= ТЕКСТ ДЛЯ ЧТЕНИЯ =
-------
Внимание современной политики к телу, когда она все больше начинает пониматься как практика всеобъемлющего контроля за жизнедеятельностью, делают любую форму политического действия биополитикой.
Суть биополитики состоит в отождествлении политики и жизнедеятельности. С биополитической точки зрения сама возможность существования в качестве живого существа оборачивается для человека превращением в политического игрока. По факту рождения каждый из нас обретает особую власть: власть быть. При этом если традиционная политика вершилась на уровне коллективных тел - общностей, коллективов и групп, то биополитика касается прежде всего индивидуальных тел.
Говоря более определенно, биополитика и есть практика индивидуализации тела. Индивидуализация идет рука об руку с приватизацией: тело начинает рассматриваться не только как предмет обладания, но и как наиболее "естественная" форма собственности. Так, на уровне индивидуального тела осуществляется единение политики и экономики. В итоге статус живого существа служит условием превращения человека в собственника, а значит, не только в политического, но и в экономического игрока.
-------
= ИСХОДНЫЕ ДАННЫЕ =
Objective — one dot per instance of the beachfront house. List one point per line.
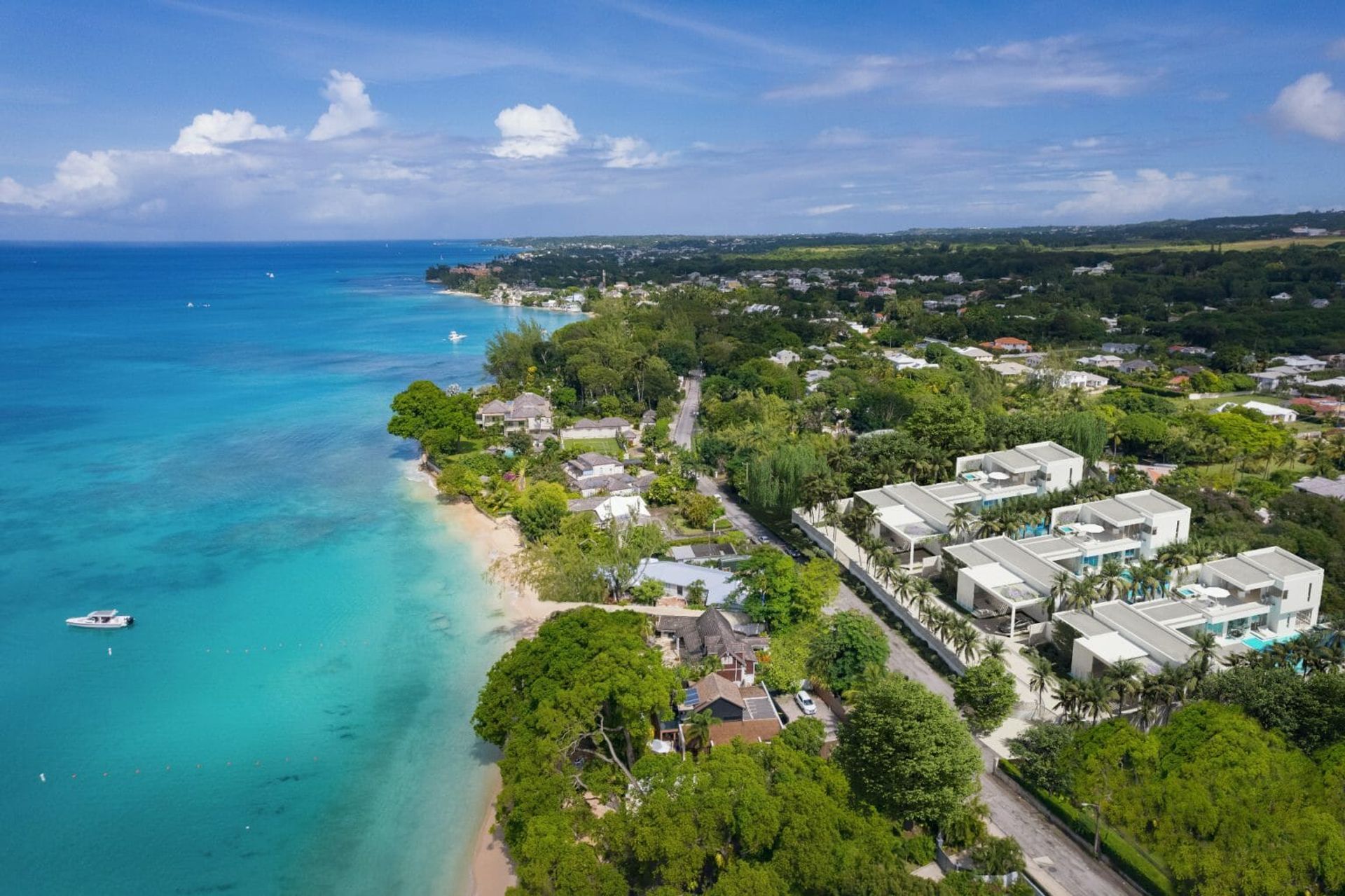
-------
= ЗАДАНИЯ =
1) Проверьте по тексту о биополитике три утверждения: (a) биополитика касается прежде всего коллективных тел; (b) индивидуализация тела идет вместе с приватизацией; (c) политика и экономика соединяются на уровне индивидуального тела. На каждое ответьте «да» или «нет» и приведите решающие слова текста точной цитатой.
2) Выпишите без изменений отрывок текста о биополитике от «Внимание современной политики» до «политического действия биополитикой.» включительно.
Для ответов пользуйтесь только текстом.

= ОТВЕТЫ ПО ЗАДАНИЯМ =
1)
(a) Нет: «биополитика касается прежде всего индивидуальных тел».
(b) Да: «Индивидуализация идет рука об руку с приватизацией».
(c) Да: «на уровне индивидуального тела осуществляется единение политики и экономики».

2)
Внимание современной политики к телу, когда она все больше начинает пониматься как практика всеобъемлющего контроля за жизнедеятельностью, делают любую форму политического действия биополитикой.